Stored data entries:
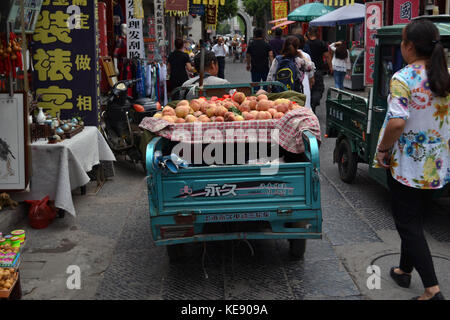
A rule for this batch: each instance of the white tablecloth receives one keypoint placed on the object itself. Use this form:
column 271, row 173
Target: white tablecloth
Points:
column 60, row 168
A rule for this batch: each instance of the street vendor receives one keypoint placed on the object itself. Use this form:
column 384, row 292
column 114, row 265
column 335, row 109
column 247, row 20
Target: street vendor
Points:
column 211, row 71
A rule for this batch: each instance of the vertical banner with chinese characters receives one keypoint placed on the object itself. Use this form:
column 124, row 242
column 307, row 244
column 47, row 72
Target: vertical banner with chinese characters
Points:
column 211, row 17
column 151, row 47
column 405, row 10
column 159, row 27
column 65, row 56
column 135, row 37
column 374, row 20
column 279, row 9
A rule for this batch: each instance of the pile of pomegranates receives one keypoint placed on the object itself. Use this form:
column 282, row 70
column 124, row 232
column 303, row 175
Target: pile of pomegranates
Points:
column 235, row 108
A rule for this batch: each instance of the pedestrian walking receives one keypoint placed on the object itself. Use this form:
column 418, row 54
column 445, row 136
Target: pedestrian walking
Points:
column 210, row 76
column 243, row 47
column 308, row 79
column 277, row 42
column 340, row 63
column 178, row 65
column 318, row 50
column 221, row 51
column 298, row 32
column 259, row 57
column 291, row 66
column 413, row 147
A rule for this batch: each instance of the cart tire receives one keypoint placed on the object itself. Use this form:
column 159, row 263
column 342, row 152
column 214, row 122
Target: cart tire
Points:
column 297, row 248
column 144, row 167
column 175, row 252
column 347, row 161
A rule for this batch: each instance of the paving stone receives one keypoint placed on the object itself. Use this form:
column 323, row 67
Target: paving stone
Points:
column 326, row 278
column 343, row 226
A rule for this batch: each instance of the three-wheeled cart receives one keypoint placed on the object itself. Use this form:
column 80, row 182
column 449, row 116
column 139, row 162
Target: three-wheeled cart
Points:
column 239, row 201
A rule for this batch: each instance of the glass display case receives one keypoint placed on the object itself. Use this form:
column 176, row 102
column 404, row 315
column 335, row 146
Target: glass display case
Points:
column 355, row 80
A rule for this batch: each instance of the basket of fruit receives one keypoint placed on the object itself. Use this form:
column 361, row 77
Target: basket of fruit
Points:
column 193, row 121
column 8, row 279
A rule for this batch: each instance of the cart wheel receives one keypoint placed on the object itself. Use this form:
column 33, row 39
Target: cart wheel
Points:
column 61, row 213
column 297, row 248
column 347, row 162
column 144, row 166
column 175, row 252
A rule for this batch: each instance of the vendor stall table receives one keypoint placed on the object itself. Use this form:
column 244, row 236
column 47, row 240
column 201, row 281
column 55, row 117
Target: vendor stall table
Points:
column 62, row 167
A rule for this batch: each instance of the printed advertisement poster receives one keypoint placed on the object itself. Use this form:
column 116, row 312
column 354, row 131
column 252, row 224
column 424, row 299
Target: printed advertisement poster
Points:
column 405, row 10
column 279, row 9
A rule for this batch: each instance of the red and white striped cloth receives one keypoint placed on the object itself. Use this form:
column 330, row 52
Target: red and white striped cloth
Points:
column 287, row 131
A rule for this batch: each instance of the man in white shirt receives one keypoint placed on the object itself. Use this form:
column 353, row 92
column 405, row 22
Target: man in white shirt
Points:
column 221, row 51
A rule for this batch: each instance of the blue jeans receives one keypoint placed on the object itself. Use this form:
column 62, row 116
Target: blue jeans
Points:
column 339, row 79
column 258, row 77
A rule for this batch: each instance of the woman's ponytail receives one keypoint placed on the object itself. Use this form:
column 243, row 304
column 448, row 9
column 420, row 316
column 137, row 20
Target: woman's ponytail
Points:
column 425, row 37
column 437, row 71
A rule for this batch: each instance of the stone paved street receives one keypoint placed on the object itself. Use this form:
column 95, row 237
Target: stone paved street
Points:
column 110, row 241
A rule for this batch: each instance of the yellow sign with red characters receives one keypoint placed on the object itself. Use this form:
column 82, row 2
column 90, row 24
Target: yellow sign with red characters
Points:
column 65, row 59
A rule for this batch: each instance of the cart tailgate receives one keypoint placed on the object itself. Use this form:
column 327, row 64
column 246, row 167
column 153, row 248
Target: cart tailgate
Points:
column 228, row 188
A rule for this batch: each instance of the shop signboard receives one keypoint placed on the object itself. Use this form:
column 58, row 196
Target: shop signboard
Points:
column 294, row 4
column 279, row 9
column 211, row 16
column 159, row 22
column 177, row 7
column 135, row 37
column 66, row 59
column 12, row 143
column 373, row 21
column 160, row 45
column 152, row 39
column 405, row 10
column 31, row 14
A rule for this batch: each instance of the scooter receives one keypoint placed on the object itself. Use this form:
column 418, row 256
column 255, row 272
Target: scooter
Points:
column 120, row 119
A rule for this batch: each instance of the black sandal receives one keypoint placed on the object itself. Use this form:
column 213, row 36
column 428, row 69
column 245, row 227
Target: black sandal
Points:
column 403, row 280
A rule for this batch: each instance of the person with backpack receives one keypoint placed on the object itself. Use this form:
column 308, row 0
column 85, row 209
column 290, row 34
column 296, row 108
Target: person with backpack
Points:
column 210, row 77
column 290, row 66
column 341, row 63
column 319, row 50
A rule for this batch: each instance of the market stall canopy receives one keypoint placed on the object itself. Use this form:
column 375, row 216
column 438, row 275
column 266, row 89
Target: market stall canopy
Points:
column 344, row 15
column 285, row 23
column 309, row 11
column 278, row 20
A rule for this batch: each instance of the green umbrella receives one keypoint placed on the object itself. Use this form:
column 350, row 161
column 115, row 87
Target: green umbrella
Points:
column 309, row 11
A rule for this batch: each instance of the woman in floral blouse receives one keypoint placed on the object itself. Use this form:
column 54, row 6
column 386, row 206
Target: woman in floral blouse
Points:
column 414, row 145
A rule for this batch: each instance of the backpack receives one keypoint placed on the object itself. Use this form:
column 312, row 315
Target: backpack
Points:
column 288, row 74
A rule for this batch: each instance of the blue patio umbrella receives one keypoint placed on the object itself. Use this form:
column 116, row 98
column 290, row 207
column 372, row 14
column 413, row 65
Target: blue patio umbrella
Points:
column 309, row 11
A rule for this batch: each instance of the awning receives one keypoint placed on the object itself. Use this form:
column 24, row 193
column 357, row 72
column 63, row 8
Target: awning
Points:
column 285, row 23
column 278, row 20
column 344, row 15
column 336, row 3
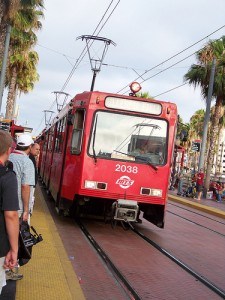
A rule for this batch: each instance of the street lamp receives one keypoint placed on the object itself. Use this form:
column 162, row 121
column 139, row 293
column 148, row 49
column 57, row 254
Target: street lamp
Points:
column 60, row 102
column 96, row 63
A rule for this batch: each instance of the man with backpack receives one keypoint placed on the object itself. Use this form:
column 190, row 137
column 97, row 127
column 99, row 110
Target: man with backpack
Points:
column 9, row 206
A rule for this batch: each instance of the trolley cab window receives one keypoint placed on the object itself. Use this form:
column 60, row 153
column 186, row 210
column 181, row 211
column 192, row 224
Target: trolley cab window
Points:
column 128, row 137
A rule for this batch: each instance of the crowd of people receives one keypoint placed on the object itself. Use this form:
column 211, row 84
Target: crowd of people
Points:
column 18, row 177
column 195, row 185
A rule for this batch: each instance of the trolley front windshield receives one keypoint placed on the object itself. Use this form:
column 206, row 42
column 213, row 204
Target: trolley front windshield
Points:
column 129, row 137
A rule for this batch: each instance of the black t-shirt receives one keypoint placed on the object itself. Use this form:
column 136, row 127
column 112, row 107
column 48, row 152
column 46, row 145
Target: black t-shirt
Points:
column 8, row 202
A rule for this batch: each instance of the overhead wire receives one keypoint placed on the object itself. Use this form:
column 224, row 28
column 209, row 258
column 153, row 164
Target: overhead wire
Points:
column 81, row 56
column 168, row 59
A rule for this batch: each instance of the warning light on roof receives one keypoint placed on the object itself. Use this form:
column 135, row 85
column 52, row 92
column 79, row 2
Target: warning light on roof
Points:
column 135, row 88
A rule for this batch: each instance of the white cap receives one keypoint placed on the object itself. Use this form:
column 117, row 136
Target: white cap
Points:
column 24, row 140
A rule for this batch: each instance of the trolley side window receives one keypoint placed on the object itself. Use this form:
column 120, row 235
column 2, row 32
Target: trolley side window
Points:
column 78, row 129
column 60, row 135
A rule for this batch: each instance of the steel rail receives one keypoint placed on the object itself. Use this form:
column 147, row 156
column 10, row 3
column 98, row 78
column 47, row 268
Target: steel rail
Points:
column 132, row 292
column 195, row 274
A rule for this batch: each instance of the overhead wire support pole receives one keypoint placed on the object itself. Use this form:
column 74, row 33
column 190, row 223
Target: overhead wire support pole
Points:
column 60, row 104
column 207, row 116
column 4, row 62
column 96, row 64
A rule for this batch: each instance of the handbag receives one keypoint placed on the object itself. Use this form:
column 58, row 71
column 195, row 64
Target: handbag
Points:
column 26, row 242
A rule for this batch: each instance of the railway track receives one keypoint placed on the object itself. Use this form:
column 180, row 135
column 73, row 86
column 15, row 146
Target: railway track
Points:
column 121, row 279
column 184, row 266
column 130, row 291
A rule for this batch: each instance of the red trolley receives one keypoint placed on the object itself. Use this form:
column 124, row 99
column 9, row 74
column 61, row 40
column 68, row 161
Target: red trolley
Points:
column 111, row 154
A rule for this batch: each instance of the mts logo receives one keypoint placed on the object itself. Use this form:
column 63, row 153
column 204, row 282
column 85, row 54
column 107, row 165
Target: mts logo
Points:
column 124, row 182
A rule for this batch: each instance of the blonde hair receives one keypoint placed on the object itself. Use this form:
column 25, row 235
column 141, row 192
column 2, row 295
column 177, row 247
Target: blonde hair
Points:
column 5, row 141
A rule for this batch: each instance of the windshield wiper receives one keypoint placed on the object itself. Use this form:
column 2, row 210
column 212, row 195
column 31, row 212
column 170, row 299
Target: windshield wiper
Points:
column 146, row 159
column 93, row 142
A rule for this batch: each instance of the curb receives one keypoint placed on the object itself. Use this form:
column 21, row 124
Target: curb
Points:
column 210, row 210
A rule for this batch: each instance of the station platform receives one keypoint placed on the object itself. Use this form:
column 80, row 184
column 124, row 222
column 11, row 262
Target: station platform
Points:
column 206, row 205
column 49, row 274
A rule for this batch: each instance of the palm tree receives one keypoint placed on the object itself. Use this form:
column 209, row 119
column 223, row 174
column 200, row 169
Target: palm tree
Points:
column 23, row 74
column 144, row 95
column 199, row 75
column 22, row 62
column 8, row 11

What is being asked:
Using the records above, pull out each line where the word "lamp" occurs.

Answer area:
A rule for this batch: each instance of the street lamp receives one keypoint placed on the object itself. Use this form:
Target: street lamp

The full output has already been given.